─── INPUT DATA ───

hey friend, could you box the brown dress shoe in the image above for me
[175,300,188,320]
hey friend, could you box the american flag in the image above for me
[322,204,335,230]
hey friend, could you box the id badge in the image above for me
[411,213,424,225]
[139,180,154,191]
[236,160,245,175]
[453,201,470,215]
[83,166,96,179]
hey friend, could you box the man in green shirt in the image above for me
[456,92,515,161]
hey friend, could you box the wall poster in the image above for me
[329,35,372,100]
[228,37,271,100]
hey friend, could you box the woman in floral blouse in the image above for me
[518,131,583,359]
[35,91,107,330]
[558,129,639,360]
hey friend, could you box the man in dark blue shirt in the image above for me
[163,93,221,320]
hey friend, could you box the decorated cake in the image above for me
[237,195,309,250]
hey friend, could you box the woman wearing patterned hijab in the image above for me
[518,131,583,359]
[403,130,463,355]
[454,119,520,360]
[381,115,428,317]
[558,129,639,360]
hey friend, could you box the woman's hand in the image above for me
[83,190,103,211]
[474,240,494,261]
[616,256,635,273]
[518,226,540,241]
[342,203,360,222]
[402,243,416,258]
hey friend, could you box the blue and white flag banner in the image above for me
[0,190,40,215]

───

> _YOUR TASK_
Each line of the material should be repeated exactly as it reads.

> _PROBLEM SOLUTION_
hey friend, could you box the brown dress shoe in the image above for me
[175,300,188,320]
hey friend, could you box the american flag in the image above for me
[322,204,335,230]
hey friend, could you box the id badge in the image above for me
[411,213,424,225]
[139,180,154,191]
[236,160,245,175]
[453,201,470,215]
[83,166,96,179]
hey friend, could you box the man in green shirt in the image above for me
[456,92,515,161]
hey friend, could you box the wall poster in the image above for me
[329,35,372,100]
[228,37,271,100]
hey friend, could you box the woman in floral blouse in the image above for me
[518,131,583,359]
[35,91,107,330]
[558,129,639,360]
hey friend, could you box the man in dark blue shirt in the image above for me
[163,93,221,320]
hey friend, could you box the decorated cake in the image above for me
[237,195,309,250]
hey friend, could you box the woman wearing patterned hijab in the image above for me
[518,131,583,359]
[403,130,463,355]
[454,119,520,360]
[381,115,428,317]
[558,129,639,360]
hey friend, could you box the woman's hand in the image above for me
[83,190,103,211]
[474,240,494,261]
[616,256,635,273]
[518,226,540,241]
[342,203,360,222]
[402,243,416,258]
hey friend, could you box the blue and white flag banner in the image above for me
[0,190,40,215]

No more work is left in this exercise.